Inżynier elegancji

LNKs04

Nie ma innej, równie ważnej dla klasycznej mody męskiej kategorii pojęciowej jak proporcja. To z niej wynika większość zasad, które zostały nam przekazane w pokoleniowej sztafecie, a które dziś uznajemy za elementy klasycznego kanonu. Dążenie do idealnego wyważenia proporcji pozwoliło wypracować konkretne wytyczne, których przestrzeganie nie tylko daje możliwość wpisania się w rzeczoną konwencję, ale także minimalizuje prawdopodobieństwo popełnienia rażących błędów. Samo pojęcie, choć ugruntowało się używać go w kontekście sztuki, ma wybitnie matematyczną proweniencję (jak np. w przypadku pitagorejsko-platońskiej teorii harmonii, opierającej się na trzech filarach: mierze, liczbie i, rzecz jasna, proporcji; stosowano ją m.in. do opisu rzeczy pięknych).

----

▸ POLECENIE 1
Odpowiedz na pytania do tekstu o proporcji w klasycznej modzie męskiej.
(a) Jaką kategorię pojęciową tekst uznaje za najważniejszą dla klasycznej mody męskiej?
(b) Co według tekstu minimalizuje przestrzeganie wytycznych wypracowanych dzięki dążeniu do wyważenia proporcji?
(c) Na jakich trzech filarach opierała się pitagorejsko-platońska teoria harmonii?

[Fragmenty zbioru danych do oznaczania punktami]
----

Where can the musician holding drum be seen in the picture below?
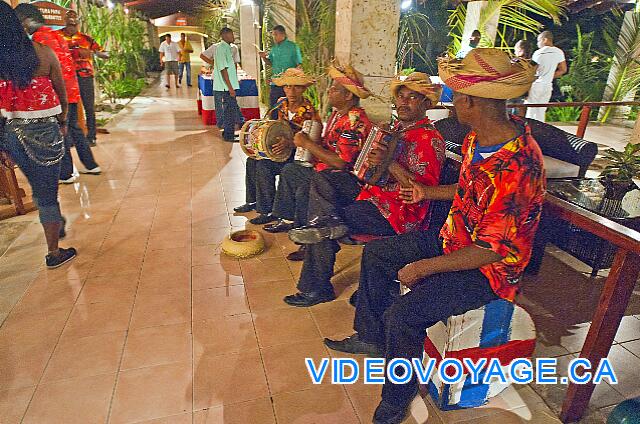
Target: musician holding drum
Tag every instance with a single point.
(263, 167)
(342, 140)
(411, 151)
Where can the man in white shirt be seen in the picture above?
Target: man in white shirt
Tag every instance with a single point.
(169, 56)
(551, 65)
(207, 56)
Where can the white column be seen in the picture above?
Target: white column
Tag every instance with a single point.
(473, 21)
(367, 38)
(249, 38)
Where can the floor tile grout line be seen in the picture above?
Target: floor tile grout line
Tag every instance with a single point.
(126, 337)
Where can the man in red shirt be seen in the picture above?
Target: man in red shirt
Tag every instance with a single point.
(339, 203)
(83, 48)
(33, 22)
(481, 251)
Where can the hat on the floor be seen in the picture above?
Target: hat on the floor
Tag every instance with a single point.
(488, 73)
(293, 76)
(349, 78)
(418, 82)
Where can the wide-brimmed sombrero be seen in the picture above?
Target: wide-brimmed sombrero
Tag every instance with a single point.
(349, 78)
(489, 73)
(293, 76)
(418, 82)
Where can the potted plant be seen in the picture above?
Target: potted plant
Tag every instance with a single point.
(617, 177)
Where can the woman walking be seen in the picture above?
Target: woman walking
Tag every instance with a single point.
(33, 108)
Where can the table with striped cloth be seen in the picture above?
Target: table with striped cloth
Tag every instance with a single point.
(247, 97)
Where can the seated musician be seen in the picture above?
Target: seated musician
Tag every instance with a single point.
(338, 203)
(481, 251)
(260, 175)
(342, 140)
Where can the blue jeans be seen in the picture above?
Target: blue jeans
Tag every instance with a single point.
(230, 112)
(43, 179)
(217, 101)
(182, 66)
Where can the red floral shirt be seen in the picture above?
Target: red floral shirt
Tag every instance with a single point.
(345, 135)
(422, 153)
(52, 39)
(497, 206)
(304, 113)
(77, 41)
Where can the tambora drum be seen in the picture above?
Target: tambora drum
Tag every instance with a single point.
(314, 130)
(379, 174)
(258, 136)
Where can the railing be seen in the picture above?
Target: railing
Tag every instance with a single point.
(583, 122)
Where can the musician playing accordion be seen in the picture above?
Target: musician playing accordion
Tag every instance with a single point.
(339, 203)
(260, 175)
(337, 151)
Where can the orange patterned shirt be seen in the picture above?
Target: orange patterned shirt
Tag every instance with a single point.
(497, 206)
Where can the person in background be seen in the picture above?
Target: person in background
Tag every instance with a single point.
(521, 50)
(169, 56)
(33, 109)
(207, 56)
(551, 65)
(33, 23)
(474, 41)
(83, 47)
(284, 54)
(185, 58)
(225, 82)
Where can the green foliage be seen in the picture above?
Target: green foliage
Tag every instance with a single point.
(124, 36)
(626, 65)
(625, 165)
(415, 28)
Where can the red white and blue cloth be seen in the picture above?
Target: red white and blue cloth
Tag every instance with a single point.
(247, 97)
(500, 329)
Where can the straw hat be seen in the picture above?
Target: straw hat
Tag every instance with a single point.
(489, 73)
(418, 82)
(293, 76)
(349, 78)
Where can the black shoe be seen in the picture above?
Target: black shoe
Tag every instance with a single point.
(353, 344)
(62, 258)
(308, 299)
(247, 207)
(388, 413)
(319, 229)
(281, 226)
(298, 255)
(263, 218)
(62, 233)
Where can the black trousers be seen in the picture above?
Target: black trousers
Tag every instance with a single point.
(88, 96)
(275, 93)
(334, 193)
(398, 322)
(292, 195)
(76, 137)
(260, 182)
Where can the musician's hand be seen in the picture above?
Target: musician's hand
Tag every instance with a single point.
(301, 139)
(411, 274)
(376, 154)
(280, 145)
(414, 194)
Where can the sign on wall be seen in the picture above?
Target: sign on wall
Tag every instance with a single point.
(53, 14)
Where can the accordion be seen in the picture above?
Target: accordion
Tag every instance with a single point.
(377, 174)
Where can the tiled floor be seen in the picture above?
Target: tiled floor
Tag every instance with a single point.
(152, 324)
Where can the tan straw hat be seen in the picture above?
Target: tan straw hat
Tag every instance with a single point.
(489, 73)
(349, 78)
(418, 82)
(293, 76)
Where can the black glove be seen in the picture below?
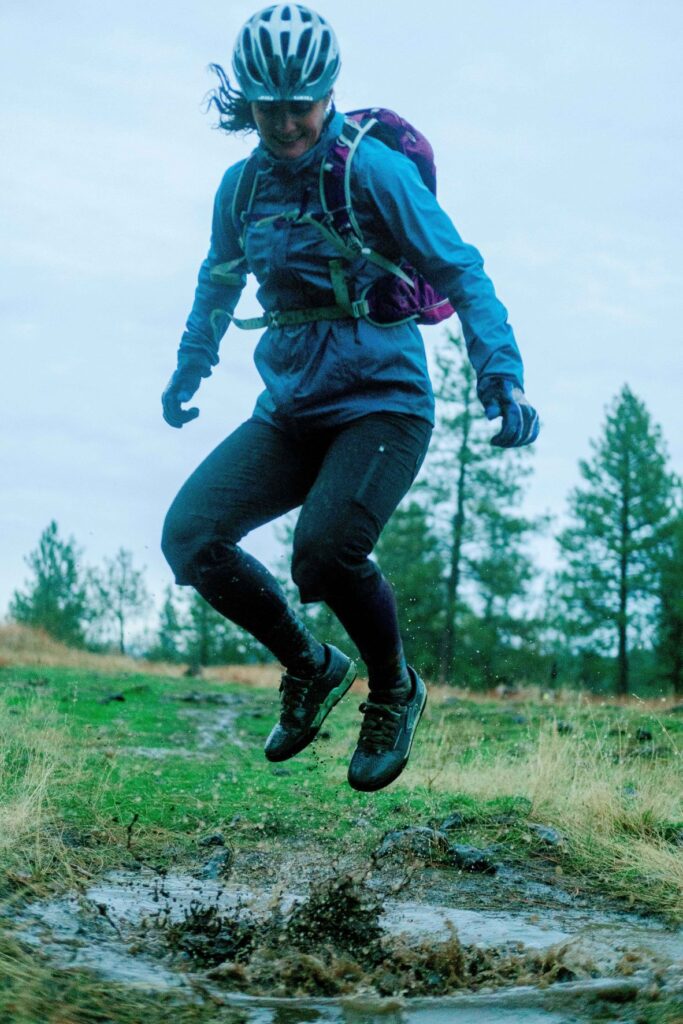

----

▸ POLECENIE 2
Wybierz z rekordów i przepisz każdy wiersz, w którym występuje słowo "accordion".

▸ OCZEKIWANA ODPOWIEDŹ 1
(a) Proporcję.
(b) Prawdopodobieństwo popełnienia rażących błędów.
(c) Na mierze, liczbie i proporcji.

▸ OCZEKIWANA ODPOWIEDŹ 2
Where can the musician playing accordion be seen in the picture above?
Target: musician playing accordion
Where can the accordion be seen in the picture above?
Target: accordion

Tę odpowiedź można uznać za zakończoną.